* [ACTION ITEM]
Copy the lines starting at the one containing "5L5 6L0 111L87" and continuing through the final line of the data, both ends included.

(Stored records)
* * * * * * * * *
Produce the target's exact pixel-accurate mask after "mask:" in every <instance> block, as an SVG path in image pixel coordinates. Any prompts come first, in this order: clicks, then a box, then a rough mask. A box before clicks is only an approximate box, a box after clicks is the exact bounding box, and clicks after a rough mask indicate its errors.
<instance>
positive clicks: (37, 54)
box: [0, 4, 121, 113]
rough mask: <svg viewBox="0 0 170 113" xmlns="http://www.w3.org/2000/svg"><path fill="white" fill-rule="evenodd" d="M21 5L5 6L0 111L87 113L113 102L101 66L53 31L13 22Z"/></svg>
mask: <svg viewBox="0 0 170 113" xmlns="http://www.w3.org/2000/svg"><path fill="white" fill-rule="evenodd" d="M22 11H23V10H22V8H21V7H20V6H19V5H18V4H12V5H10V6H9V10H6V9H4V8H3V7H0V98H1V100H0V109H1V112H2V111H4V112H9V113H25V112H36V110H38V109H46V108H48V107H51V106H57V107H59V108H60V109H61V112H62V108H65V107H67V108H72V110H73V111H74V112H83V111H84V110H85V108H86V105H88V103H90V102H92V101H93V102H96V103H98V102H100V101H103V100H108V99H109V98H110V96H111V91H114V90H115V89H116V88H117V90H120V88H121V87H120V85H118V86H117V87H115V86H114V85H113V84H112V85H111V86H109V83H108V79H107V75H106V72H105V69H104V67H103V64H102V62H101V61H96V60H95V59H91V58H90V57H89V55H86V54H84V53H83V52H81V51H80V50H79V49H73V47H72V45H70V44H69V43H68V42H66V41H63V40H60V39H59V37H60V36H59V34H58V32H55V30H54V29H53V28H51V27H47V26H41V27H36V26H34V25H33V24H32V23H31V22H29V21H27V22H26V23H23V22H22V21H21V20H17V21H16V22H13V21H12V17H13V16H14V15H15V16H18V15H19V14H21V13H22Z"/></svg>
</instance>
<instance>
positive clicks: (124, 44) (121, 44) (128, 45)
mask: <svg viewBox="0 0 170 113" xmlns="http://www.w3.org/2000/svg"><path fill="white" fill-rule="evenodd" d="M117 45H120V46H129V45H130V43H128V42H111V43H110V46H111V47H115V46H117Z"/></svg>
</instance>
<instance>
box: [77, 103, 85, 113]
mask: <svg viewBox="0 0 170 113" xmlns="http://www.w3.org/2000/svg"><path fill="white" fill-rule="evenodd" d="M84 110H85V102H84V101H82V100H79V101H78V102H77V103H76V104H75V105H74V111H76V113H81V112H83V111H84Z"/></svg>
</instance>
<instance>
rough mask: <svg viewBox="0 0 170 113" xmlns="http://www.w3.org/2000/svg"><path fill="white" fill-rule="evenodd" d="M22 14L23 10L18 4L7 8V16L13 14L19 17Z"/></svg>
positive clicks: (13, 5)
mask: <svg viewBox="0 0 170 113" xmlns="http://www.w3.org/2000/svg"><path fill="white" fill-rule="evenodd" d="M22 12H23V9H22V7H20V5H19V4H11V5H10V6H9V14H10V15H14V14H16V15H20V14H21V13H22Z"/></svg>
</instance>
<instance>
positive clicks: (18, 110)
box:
* * * * * * * * *
* [YOUR RESPONSE]
rough mask: <svg viewBox="0 0 170 113" xmlns="http://www.w3.org/2000/svg"><path fill="white" fill-rule="evenodd" d="M21 5L5 6L0 111L87 113L113 102L101 66L53 31L13 22Z"/></svg>
mask: <svg viewBox="0 0 170 113" xmlns="http://www.w3.org/2000/svg"><path fill="white" fill-rule="evenodd" d="M22 11H23V10H22V8H21V7H20V6H19V5H18V4H12V5H10V6H9V10H6V9H4V8H3V7H0V98H1V100H0V109H1V112H2V111H4V112H9V113H25V112H36V110H38V109H46V108H48V107H51V106H57V107H59V108H60V109H61V112H62V108H65V107H67V108H72V110H73V111H74V112H83V111H84V110H85V108H86V105H88V103H90V102H92V101H93V102H96V103H98V102H100V101H103V100H108V99H109V98H110V96H111V91H114V90H115V89H116V88H117V90H120V88H121V87H120V85H118V86H117V87H115V86H114V85H113V84H112V85H111V86H109V83H108V79H107V75H106V72H105V69H104V67H103V64H102V62H101V61H96V60H95V59H91V58H90V57H89V55H86V54H84V53H83V52H81V51H80V50H79V49H73V47H72V45H70V44H69V43H68V42H66V41H63V40H60V39H59V37H60V36H59V34H58V32H55V30H54V29H53V28H51V27H47V26H41V27H36V26H34V25H33V24H32V23H31V22H29V21H27V22H26V23H23V22H22V21H21V20H17V21H16V22H13V21H12V17H13V16H14V15H15V16H18V15H19V14H21V13H22Z"/></svg>
</instance>
<instance>
positive clicks: (124, 44) (121, 44) (128, 45)
mask: <svg viewBox="0 0 170 113" xmlns="http://www.w3.org/2000/svg"><path fill="white" fill-rule="evenodd" d="M117 45H120V46H129V45H130V43H128V42H111V43H110V46H111V47H115V46H117Z"/></svg>
</instance>
<instance>
box: [77, 103, 85, 113]
mask: <svg viewBox="0 0 170 113" xmlns="http://www.w3.org/2000/svg"><path fill="white" fill-rule="evenodd" d="M84 110H85V102H84V101H82V100H79V101H78V102H77V103H76V104H75V105H74V111H76V113H81V112H83V111H84Z"/></svg>
</instance>
<instance>
rough mask: <svg viewBox="0 0 170 113" xmlns="http://www.w3.org/2000/svg"><path fill="white" fill-rule="evenodd" d="M22 14L23 10L18 4L7 8V16L13 14L19 17Z"/></svg>
positive clicks: (13, 5)
mask: <svg viewBox="0 0 170 113" xmlns="http://www.w3.org/2000/svg"><path fill="white" fill-rule="evenodd" d="M22 12H23V9H22V7H20V5H19V4H11V5H10V6H9V14H10V15H14V14H16V15H20V14H21V13H22Z"/></svg>
</instance>
<instance>
positive clicks: (18, 110)
box:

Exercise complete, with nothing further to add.